◆ WHAT IS BEING ASKED: Summarize the following biography of Aniekan Umanah in two sentences.

◆ STUDY TEXT:

+---+

= Aniekan Umanah =

Nigerian journalist, media executive, and politician

Aniekan Umanah is a Nigerian journalist, media executive, and politician. He was multiple times Commissioner for Information in Akwa Ibom State and represented the Abak/Etim Ekpo/Ika Federal Constituency in the House of Representatives of Nigeria between 2019 and 2023.

==Early life and education==
Umanah was born into the family of Elder John Umanah Equo of Abak Village, Abak Local Government Area, Akwa Ibom State, Nigeria. He is the second of seven children.

He attended Bishop Clark's Primary School, Abak, and later Holy Family College, Oku Abak, before completing his West African School Certificate at Lutheran High School, Obot Idim. He studied at the University of Uyo, the University of Lagos, Cambridge University in the United Kingdom, and Lagos Business School. He also holds professional certifications in journalism, advertising, and public relations.

==Career==

===Journalism and media===
Umanah began his career in 1989 during his National Youth Service with Outlook Newspapers in Enugu, where he worked as a reporter and political correspondent. He later joined Newswatch magazine, in editorial and advertising roles between 1992 and 2004.

+---+

(Point localization data)
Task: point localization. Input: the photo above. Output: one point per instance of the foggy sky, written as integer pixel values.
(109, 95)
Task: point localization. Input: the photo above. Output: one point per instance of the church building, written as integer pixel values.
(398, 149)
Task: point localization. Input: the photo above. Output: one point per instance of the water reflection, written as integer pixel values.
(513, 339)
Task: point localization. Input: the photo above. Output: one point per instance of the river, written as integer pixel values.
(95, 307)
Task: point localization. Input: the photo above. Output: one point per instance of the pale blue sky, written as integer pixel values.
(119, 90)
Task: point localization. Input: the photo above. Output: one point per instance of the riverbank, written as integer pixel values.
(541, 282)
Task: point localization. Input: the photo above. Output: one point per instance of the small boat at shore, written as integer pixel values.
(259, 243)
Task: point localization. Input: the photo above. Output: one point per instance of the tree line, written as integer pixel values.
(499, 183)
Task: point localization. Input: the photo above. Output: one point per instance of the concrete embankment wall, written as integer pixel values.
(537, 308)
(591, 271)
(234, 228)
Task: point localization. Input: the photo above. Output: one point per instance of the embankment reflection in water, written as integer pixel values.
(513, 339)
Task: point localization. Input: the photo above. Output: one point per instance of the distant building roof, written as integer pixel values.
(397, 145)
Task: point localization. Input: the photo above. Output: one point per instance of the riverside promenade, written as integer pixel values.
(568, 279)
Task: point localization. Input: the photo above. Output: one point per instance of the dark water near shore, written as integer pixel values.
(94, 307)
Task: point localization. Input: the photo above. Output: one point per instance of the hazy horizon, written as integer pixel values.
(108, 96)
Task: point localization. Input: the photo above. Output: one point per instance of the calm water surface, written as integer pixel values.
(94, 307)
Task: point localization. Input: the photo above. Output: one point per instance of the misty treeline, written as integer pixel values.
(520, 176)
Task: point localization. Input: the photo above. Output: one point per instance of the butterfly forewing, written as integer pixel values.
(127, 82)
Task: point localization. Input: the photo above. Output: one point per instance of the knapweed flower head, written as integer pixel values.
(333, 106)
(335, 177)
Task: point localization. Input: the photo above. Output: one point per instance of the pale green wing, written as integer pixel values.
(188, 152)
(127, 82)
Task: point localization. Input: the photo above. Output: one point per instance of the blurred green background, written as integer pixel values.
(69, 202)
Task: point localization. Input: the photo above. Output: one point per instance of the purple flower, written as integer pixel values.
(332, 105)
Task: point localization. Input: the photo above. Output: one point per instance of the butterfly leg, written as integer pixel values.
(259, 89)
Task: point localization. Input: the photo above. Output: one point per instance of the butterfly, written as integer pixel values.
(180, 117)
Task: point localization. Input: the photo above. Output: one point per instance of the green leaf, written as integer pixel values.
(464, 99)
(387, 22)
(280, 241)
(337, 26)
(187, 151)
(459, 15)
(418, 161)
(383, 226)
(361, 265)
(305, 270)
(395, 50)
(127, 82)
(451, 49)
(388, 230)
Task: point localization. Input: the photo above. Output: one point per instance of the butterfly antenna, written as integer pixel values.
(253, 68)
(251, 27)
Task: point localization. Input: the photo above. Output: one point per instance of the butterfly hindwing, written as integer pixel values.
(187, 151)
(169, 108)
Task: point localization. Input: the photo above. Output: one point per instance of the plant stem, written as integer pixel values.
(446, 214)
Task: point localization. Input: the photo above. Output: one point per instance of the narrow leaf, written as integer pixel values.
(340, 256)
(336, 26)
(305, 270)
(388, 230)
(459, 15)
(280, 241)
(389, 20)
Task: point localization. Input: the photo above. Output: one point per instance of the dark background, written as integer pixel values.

+---+

◆ SOLUTION TO THIS TASK: Aniekan Umanah is a Nigerian journalist, media executive, and politician who served multiple times as Commissioner for Information in Akwa Ibom State and represented the Abak/Etim Ekpo/Ika Federal Constituency in the House of Representatives of Nigeria between 2019 and 2023. Educated at institutions including the University of Uyo, the University of Lagos, and Cambridge University, he began his career in 1989 as a reporter and political correspondent with Outlook Newspapers in Enugu and later held editorial and advertising roles at Newswatch magazine between 1992 and 2004.